Das hier ist mein Netzteil  Hab damals sogar den Kassenzettel von dem Bekannten bekommen, das Netzteil hat er sich gekauft als Ersatznetzteil falls seins mal Kaputt geht  Ist von 2011 , Ende 2011 seither ist es in Betrieb  Gab aber nie Probleme *abstürze etc*  

Das Start Problem nach dem Energiesparmodus bestand schon von Anfang an  

Heute kam er 2 mal nach längere Zeit Problemlos aus dem Standby  Hab als erstes *Monitor aus und an * gemacht* und dann mit Enter aus dem Bios gefahren ging jetzt 2 mal nach ca 10 stunden Problemlos  

Aber manchmal eben nicht.

Hier mein Netzteil: 550 Watt Super Flower Amazon Non-Modular 80+ Bronze - Hardware,

Kann ich da eine Geschossen bekommen wenn ich die Batterie rausnehme? Weiß gar nicht ob ich an die ran komme, den ich habe für das kleine Board ein Riesen CPU Lüfter drauf *Macho 2 PCGH Edition*  

Die Stecker der Graka kann ich mal ziehen das ist kein Problem und auch die Graka mal aus dem Sockel nehmen und wieder einstecken  

Frage ist nur wie Reproduziere ich den Fehler den er tritt ja nicht jedesmal auf  

Hab jetzt mal die Festplatte auf Aus auf 5000 Minuten gestellt ev liegt es auch daran das es nun Funktioniert  oder 2 mal nacheinander ging  kann das sein?
____
## KURZE ÜBUNG 1
Sammle aus den Zeilen unten jede Zeile, in der die Zeichenfolge „boot“ vorkommt. Groß- und Kleinschreibung ist dabei zu beachten.

(Auszüge aus einem Pointing-Datensatz)
____
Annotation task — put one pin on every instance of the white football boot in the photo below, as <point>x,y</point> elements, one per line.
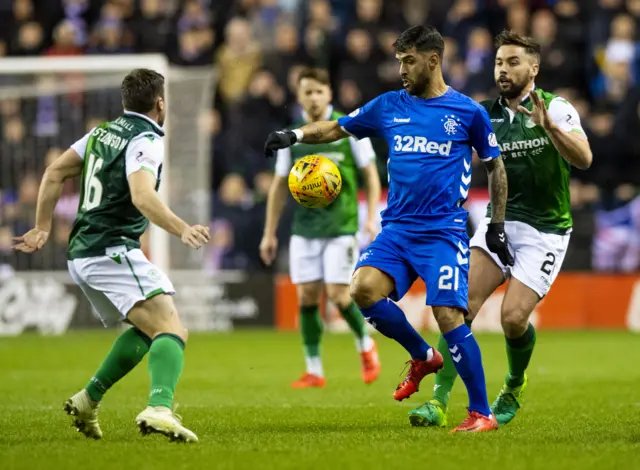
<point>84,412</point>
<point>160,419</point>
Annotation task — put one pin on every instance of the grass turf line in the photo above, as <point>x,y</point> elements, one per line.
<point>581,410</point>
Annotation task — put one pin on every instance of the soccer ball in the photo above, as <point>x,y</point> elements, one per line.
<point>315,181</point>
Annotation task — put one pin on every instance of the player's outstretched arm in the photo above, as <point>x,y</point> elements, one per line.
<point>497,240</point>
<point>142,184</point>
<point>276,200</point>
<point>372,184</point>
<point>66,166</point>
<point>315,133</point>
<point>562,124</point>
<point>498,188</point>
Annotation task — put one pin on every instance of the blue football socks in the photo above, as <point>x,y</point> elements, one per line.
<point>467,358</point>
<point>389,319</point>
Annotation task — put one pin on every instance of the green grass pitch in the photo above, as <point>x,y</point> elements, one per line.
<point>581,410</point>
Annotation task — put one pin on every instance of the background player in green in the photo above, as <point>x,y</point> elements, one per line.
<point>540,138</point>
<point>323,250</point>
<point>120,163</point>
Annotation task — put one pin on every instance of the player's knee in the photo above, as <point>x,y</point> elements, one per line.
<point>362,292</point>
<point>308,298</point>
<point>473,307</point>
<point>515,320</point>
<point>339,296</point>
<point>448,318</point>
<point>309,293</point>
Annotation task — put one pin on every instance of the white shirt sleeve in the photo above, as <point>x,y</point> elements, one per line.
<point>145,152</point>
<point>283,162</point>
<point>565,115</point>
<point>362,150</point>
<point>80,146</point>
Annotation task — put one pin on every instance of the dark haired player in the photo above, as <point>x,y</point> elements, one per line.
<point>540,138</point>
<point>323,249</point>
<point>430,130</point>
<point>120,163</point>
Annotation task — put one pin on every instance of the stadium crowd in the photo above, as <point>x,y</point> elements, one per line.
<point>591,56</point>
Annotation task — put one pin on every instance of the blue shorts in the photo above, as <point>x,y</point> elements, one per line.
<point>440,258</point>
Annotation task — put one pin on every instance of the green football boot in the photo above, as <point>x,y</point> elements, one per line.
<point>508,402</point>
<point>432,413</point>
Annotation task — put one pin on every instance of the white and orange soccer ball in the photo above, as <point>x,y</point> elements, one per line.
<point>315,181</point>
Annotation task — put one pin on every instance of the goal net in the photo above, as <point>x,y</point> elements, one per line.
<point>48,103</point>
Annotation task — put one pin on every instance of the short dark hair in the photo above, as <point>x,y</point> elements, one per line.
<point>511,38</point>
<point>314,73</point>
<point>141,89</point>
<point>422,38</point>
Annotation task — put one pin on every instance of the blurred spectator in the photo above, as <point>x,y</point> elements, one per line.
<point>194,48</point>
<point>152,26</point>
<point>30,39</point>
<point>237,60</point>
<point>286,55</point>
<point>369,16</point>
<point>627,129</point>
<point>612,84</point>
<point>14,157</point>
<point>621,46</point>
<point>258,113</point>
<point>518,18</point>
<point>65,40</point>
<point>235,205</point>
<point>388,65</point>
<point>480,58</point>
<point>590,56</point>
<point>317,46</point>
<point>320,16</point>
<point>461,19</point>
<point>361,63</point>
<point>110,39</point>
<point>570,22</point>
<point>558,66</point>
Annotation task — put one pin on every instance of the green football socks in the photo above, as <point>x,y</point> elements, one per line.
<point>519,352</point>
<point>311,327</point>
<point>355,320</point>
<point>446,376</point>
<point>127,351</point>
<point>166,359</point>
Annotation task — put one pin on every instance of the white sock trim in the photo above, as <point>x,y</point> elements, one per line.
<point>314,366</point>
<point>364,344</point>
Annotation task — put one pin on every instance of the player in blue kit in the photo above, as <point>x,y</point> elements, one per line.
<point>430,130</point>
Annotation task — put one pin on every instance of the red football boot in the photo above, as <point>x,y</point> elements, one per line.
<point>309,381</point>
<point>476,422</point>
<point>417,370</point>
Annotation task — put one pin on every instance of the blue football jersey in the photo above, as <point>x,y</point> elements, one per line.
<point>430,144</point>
____
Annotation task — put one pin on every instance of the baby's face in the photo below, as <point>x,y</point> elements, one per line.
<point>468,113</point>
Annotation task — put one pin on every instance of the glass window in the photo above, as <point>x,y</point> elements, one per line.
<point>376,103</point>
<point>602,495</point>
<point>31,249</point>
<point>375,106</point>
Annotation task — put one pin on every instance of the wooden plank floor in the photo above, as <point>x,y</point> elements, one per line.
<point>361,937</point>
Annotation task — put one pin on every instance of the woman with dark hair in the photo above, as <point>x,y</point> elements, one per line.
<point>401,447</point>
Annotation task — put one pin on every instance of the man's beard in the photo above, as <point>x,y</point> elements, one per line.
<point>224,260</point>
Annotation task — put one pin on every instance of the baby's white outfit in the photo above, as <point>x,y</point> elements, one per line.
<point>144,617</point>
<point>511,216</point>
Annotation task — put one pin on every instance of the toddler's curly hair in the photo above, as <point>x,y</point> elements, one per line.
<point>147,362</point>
____
## KURZE ÜBUNG 2
Führe den Forumsbeitrag über das Netzteil und das Startproblem nach dem Standby an der Stelle fort, an der er endet.

## ERGEBNIS DER ÜBUNG 1
Annotation task — put one pin on every instance of the white football boot in the photo below, as <point>x,y</point> elements, one per line.
Annotation task — put one pin on every instance of the green football boot in the photo above, as <point>x,y</point> elements, one per line.
Annotation task — put one pin on every instance of the red football boot in the photo above, as <point>x,y</point> elements, one per line.

## ERGEBNIS DER ÜBUNG 2
Aber Crystal Disk fand bei meiner Seagate 500 GB (auch 2 jahre alt) keinen Fehler zeigte *gut* an auch ein andres Tool zeigte keine Fehler, und alle Seagate Tool Einstellungen konnten Sie Problemlos ohne Fehler reparieren und überprüfen


----------



## KonterSchock (1. Januar 2015)

zeig mal bilder vom innen leben.

nein, bekommst keine geschossen, wen du die Batterie raus machst, nimm den pc aber vorher vom Stromnetz!!!

Netzteile können auch bei nicht Nutzung kaputt gehen, ich würde dir mal eins ans Herz legen, be quiet! Straight Power E9 450W ATX 2.4 (E9-450W/BN191) Preisvergleich | Geizhals Deutschland

stell mal deine Energie auf "ausbalanziert" und festplatte ausschalten auf "nie"


----------



## xhitcher1 (1. Januar 2015)

KonterSchock schrieb:


> zeig mal bilder vom innen leben.
> 
> nein, bekommst keine geschossen, wen du die Batterie raus machst, nimm den pc aber vorher vom Stromnetz!!!
> 
> ...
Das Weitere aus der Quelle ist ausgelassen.